======== Information shown ========
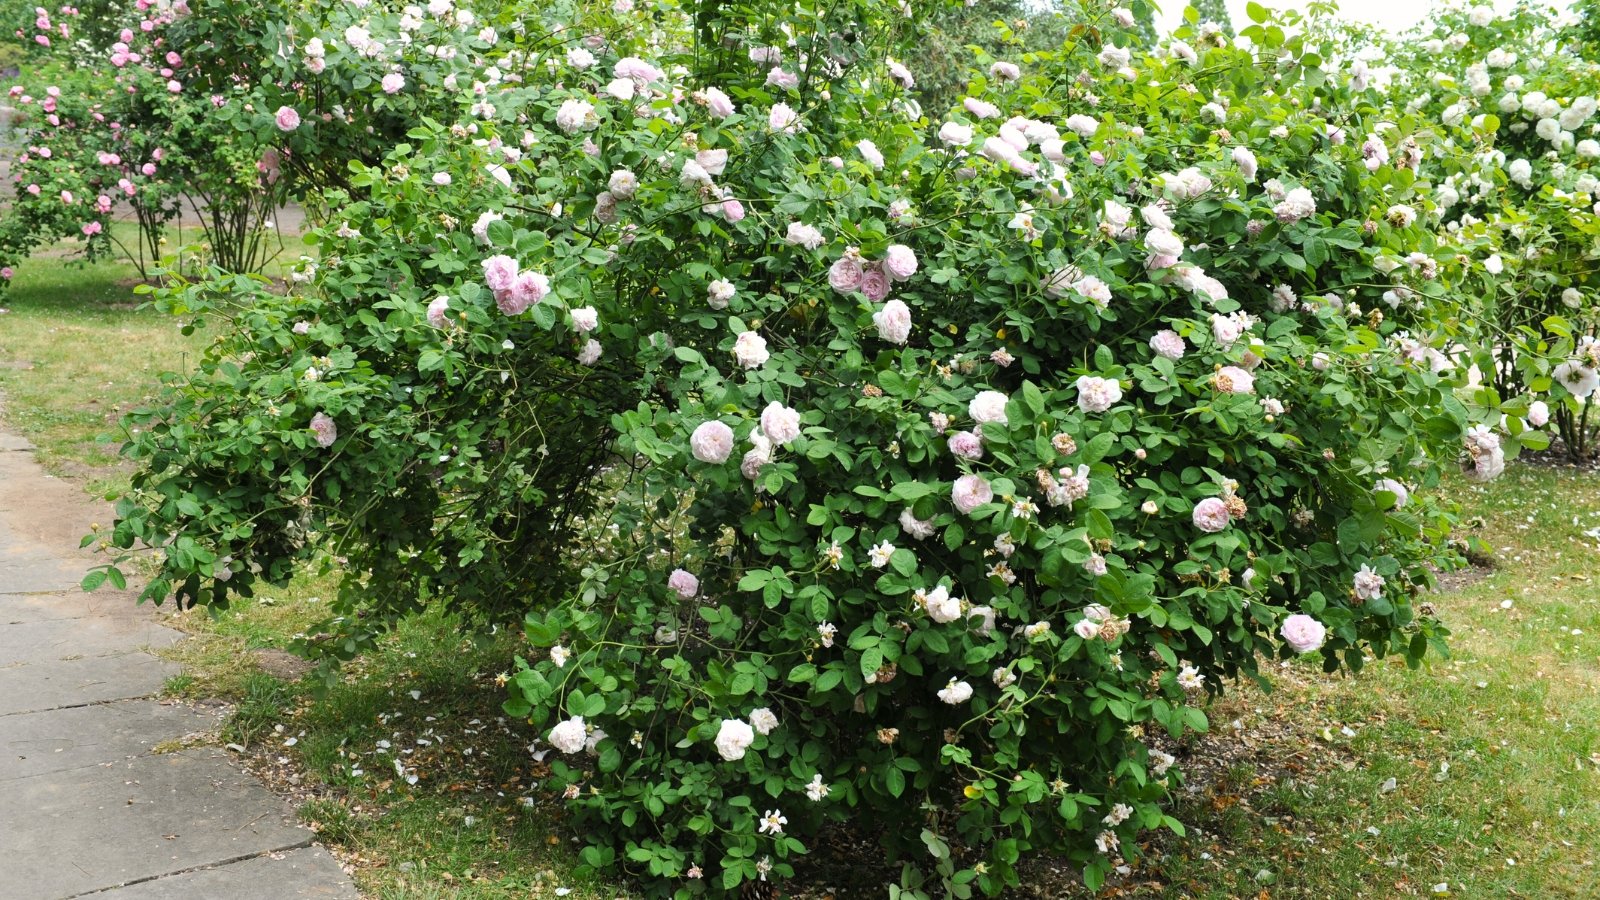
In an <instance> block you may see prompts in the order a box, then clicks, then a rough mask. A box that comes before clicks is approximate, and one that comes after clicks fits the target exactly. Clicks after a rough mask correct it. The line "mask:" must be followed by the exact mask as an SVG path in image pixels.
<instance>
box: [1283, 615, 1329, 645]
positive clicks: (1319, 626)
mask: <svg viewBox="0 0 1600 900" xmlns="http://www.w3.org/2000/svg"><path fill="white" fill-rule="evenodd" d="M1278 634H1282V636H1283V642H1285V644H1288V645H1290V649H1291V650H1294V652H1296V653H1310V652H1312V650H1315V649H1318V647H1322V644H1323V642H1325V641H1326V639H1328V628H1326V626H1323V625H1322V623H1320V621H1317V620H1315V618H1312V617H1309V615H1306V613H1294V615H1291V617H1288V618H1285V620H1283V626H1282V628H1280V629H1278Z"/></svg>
========
▶ [Problem]:
Return every line holding the word "instance" from the records.

▶ [Response for this exercise]:
In an <instance> block you may see prompts in the order a box, then clicks, then a rough mask. A box that comes before clicks is approximate, and one that comes after clicks fits the target exactly. Clicks after a rough mask correct it. The line "mask:" must be followed by the exact mask as an SVG path in image pixels.
<instance>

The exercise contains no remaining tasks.